- [EXERCISE DETAILS] Copy out the stretch of the data below from the line containing "Target: sky" through the line containing "(1121, 525)", both included, without changing a single character.

-- begin EXTRACTED ENTRIES --

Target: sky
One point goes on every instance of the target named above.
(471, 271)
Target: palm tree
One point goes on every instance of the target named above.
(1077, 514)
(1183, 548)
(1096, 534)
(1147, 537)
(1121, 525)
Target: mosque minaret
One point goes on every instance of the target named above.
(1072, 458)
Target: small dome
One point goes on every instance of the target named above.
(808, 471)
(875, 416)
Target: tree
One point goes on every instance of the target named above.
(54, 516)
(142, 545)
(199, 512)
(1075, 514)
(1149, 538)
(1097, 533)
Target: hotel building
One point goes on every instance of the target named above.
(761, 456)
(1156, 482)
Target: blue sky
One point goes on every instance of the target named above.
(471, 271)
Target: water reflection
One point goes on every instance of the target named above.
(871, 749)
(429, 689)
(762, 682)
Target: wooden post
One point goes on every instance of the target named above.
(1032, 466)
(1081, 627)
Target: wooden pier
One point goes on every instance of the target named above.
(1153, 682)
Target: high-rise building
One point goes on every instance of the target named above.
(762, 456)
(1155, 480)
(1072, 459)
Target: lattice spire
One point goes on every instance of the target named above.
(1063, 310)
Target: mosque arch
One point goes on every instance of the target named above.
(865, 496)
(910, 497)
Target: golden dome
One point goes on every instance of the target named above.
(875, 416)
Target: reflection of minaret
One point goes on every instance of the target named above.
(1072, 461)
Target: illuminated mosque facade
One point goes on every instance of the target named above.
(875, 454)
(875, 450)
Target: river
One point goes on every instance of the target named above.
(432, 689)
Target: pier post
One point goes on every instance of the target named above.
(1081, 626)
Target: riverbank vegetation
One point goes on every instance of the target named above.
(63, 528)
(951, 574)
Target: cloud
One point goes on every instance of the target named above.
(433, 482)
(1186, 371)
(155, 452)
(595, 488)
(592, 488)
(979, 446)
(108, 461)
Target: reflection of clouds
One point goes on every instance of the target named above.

-- end EXTRACTED ENTRIES --
-- begin EXTRACTED ENTRIES --

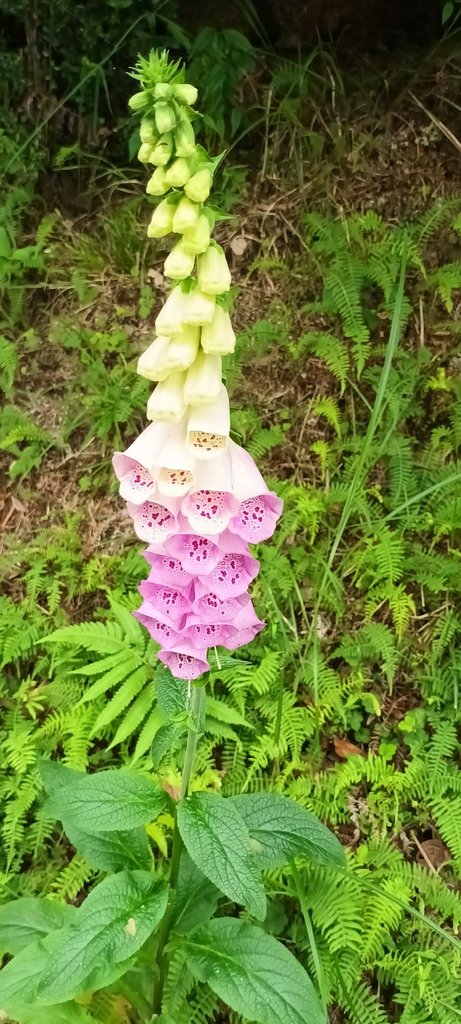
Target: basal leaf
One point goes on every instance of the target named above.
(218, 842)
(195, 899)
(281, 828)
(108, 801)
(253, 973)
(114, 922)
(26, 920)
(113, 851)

-- end EXTRACTED ENTRIES --
-- begin EXTRACTED ENTRIES --

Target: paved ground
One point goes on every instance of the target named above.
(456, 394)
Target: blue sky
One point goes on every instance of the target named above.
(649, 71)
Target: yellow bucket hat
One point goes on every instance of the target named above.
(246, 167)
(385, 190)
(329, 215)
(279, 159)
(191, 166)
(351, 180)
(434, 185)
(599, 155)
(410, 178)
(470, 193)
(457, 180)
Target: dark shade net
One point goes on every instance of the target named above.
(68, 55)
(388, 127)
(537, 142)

-- end EXTRACTED ENTRIES --

- [ANSWER]
Target: sky
One point goes on every instance of the target named above.
(471, 271)
Target: palm tree
One point goes on every instance of the target named above.
(1077, 514)
(1183, 548)
(1096, 534)
(1147, 537)
(1121, 525)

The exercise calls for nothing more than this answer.